* ENTRIES SUPPLIED
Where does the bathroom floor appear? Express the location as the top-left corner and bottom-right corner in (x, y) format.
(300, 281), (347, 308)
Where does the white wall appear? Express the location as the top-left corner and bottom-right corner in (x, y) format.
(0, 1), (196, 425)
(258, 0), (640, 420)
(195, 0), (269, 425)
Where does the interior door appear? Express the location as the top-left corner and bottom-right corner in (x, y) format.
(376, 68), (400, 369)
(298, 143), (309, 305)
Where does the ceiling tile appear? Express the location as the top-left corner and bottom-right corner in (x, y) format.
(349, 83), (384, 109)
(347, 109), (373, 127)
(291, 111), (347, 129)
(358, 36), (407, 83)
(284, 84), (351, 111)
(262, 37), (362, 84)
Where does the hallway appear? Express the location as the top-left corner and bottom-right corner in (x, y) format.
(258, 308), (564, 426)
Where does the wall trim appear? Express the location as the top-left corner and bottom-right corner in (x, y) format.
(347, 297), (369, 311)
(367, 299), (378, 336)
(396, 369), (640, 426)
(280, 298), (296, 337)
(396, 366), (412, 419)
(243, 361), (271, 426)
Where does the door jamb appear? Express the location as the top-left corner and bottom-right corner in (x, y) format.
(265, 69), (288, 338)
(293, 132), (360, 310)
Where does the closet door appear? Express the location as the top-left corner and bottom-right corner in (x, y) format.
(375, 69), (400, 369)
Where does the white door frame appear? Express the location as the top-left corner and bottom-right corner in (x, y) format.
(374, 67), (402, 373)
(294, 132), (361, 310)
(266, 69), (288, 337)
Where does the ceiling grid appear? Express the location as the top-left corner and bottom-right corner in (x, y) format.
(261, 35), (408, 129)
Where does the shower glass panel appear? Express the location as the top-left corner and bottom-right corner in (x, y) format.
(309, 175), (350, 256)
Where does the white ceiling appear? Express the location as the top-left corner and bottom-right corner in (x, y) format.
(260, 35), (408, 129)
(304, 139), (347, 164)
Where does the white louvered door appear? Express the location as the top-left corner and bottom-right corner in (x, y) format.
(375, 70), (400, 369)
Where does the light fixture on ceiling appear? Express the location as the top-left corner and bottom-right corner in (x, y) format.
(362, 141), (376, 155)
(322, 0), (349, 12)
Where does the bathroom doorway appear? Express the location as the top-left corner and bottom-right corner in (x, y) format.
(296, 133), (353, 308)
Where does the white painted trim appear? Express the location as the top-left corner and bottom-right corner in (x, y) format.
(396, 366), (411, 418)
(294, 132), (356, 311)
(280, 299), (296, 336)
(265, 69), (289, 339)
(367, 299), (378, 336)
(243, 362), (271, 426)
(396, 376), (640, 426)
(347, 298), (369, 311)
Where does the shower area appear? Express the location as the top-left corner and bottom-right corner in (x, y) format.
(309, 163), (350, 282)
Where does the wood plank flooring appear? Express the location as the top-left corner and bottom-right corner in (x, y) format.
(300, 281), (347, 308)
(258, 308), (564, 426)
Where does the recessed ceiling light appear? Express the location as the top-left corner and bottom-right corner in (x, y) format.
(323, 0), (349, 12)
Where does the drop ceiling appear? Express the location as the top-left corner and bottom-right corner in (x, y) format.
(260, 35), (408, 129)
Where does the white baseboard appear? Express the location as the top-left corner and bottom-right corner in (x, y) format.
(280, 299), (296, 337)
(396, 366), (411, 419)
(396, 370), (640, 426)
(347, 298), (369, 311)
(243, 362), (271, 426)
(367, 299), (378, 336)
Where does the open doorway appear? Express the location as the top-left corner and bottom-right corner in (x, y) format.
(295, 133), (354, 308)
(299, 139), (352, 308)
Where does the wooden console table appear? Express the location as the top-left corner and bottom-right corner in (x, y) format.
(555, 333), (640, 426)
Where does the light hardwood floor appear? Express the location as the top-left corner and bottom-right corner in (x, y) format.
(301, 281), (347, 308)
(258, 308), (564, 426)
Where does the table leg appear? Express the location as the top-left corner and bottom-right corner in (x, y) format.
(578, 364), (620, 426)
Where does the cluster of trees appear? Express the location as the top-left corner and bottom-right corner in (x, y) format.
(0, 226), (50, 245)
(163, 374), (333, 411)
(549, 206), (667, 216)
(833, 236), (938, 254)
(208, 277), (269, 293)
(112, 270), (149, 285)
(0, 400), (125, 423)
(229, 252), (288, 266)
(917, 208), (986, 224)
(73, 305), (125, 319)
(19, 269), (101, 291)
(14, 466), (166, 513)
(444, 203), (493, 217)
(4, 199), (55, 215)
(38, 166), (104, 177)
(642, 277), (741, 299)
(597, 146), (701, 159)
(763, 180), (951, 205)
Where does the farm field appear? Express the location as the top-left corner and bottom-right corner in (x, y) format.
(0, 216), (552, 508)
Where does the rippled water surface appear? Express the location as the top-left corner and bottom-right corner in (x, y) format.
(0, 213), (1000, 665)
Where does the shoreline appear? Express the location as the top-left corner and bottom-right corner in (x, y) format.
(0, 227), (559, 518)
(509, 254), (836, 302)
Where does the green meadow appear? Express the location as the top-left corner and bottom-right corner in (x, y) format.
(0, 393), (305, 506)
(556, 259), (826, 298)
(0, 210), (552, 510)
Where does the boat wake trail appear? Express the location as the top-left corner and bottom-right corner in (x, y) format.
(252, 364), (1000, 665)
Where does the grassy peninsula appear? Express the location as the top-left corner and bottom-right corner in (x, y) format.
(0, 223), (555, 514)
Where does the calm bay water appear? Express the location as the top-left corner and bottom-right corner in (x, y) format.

* SHORT PROBLEM
Copy out all the rows above again, putting "upper-left corner" wherever "top-left corner" stands and leaving everything else unchanged.

* FINAL ANSWER
Where does the bathroom floor appear? Express the location as the upper-left corner and bottom-right corner in (x, y) format.
(300, 281), (347, 308)
Where does the white wall appear? Express the location as the upper-left corner and bottom-right corner in (x, y) format.
(0, 1), (196, 425)
(258, 0), (640, 420)
(195, 0), (269, 425)
Where does the interior door appear? Express the location as the upper-left corner and bottom-right corner in (x, y) format.
(376, 68), (400, 369)
(298, 143), (309, 305)
Where does the ceiling tile appear? Express the location as the upper-left corner and bottom-right corner in (x, y) format.
(349, 83), (384, 109)
(347, 109), (373, 127)
(291, 111), (347, 129)
(358, 36), (407, 83)
(284, 84), (351, 111)
(262, 37), (362, 84)
Where does the hallway appear? Express the location as the upper-left corner and bottom-right corner in (x, y) format.
(258, 308), (564, 426)
Where does the wall trim appear? Express the location as the upper-left corner and bottom-right corner in (x, y) format.
(347, 297), (369, 311)
(367, 299), (378, 336)
(396, 369), (640, 426)
(280, 298), (296, 337)
(396, 366), (412, 419)
(243, 361), (271, 426)
Where does the door jamb appear? Express the location as the upper-left corner and bottom-right corner in (x, y) format.
(265, 69), (288, 338)
(293, 132), (360, 310)
Where does the closet door appear? Express the location as the upper-left corner and bottom-right corner in (x, y) format.
(375, 69), (400, 369)
Where does the white door frame appear? Express the location as the upper-left corner and bottom-right corner in (x, y) format.
(374, 67), (402, 373)
(294, 132), (361, 310)
(266, 69), (288, 337)
Where does the ceiling grid appear? Express the location as the upper-left corner and bottom-right corner in (x, y) format.
(261, 35), (408, 129)
Where does the shower glass panel appear? Express the location as the upper-left corner and bottom-right corner in (x, y) format.
(309, 175), (350, 256)
Where does the white ceiling appear? Express the location as the upper-left corner and bottom-right corner in (x, y) format.
(260, 35), (408, 129)
(304, 139), (347, 164)
Where does the white louvered door appear? Express the location as the upper-left corner and bottom-right corner in (x, y) format.
(375, 70), (400, 369)
Where does the light fixture on ceiling appear? Express the location as the upper-left corner and bottom-right corner in (x, y) format.
(362, 141), (376, 155)
(322, 0), (349, 12)
Where does the bathroom doorway appear? Express the location as the upper-left corner and bottom-right corner in (x, y) format.
(296, 133), (353, 308)
Where does the white painted trim appear? Express the location as the upper-left corner and bottom-right corner in (x, y) format.
(396, 366), (411, 418)
(294, 132), (356, 311)
(280, 299), (296, 336)
(265, 69), (289, 339)
(367, 299), (378, 336)
(243, 362), (271, 426)
(396, 376), (640, 426)
(347, 298), (369, 311)
Where does the shower area appear? Express the location as the upper-left corner and bottom-right corner in (x, y) format.
(309, 163), (350, 282)
Where does the wood plank flooring appear? Express the location as the upper-left corner and bottom-right corner in (x, y) format.
(300, 281), (347, 308)
(258, 308), (564, 426)
Where does the recessed ceiling light appear? Express the location as the upper-left corner and bottom-right corner in (x, y) format.
(323, 0), (349, 12)
Where does the drop ceiling appear? Express the location as the upper-left corner and bottom-right corner in (x, y) format.
(260, 35), (408, 129)
Where does the white baseboard appear? Express the location as the upper-left corner and bottom-right corner in (x, y) format.
(280, 299), (296, 337)
(396, 366), (411, 419)
(396, 370), (640, 426)
(347, 298), (369, 311)
(243, 362), (271, 426)
(367, 299), (378, 336)
Where does the open doorway appear? Express the location as the upper-left corner and bottom-right corner in (x, y) format.
(295, 133), (354, 308)
(299, 139), (352, 308)
Where does the wooden console table appear? Express the location as the upper-left corner and bottom-right corner in (x, y) format.
(555, 333), (640, 426)
Where does the light hardwood floor appear? Express the location as the upper-left corner and bottom-right corner in (x, y) format.
(301, 281), (347, 308)
(258, 308), (564, 426)
Where does the table leg appear? Express the location as the upper-left corner and bottom-right corner in (x, y) format.
(578, 364), (620, 426)
Where does the cluster of trees appear? Express the location as the upper-left corner and bottom-right corner in (x, y) format.
(0, 226), (50, 245)
(163, 374), (333, 411)
(549, 206), (667, 216)
(833, 236), (938, 254)
(208, 277), (269, 293)
(112, 270), (149, 285)
(0, 400), (125, 423)
(229, 252), (288, 266)
(917, 208), (986, 224)
(73, 305), (125, 319)
(19, 269), (101, 291)
(14, 466), (166, 513)
(444, 203), (493, 217)
(4, 199), (55, 215)
(38, 166), (104, 177)
(642, 277), (741, 299)
(597, 146), (701, 159)
(763, 180), (951, 205)
Where does the farm field appear? Express the location as the upper-left corner and bottom-right corner in (x, y) format.
(0, 216), (552, 508)
Where does the rippled water surface appear? Express the location as the upper-left corner and bottom-right corner in (x, y) format.
(0, 213), (1000, 665)
Where does the shoreline appear? Express the location as the upper-left corner and bottom-right corner in (x, y) format.
(0, 227), (559, 518)
(509, 254), (836, 302)
Where does the green meadow appear? Express the location as the upper-left corner and bottom-right corner in (x, y) format.
(0, 393), (305, 506)
(556, 259), (826, 298)
(0, 210), (552, 510)
Where does the boat wake trail appear? Express the location as the upper-left corner and bottom-right corner in (x, y) format.
(252, 364), (1000, 665)
Where does the grassy peninsula appear? Express the location as the upper-left corner and bottom-right corner in (x, y) format.
(0, 223), (555, 514)
Where does the calm bay water appear? Express the location as the upper-left corner and bottom-right corner in (x, y) format.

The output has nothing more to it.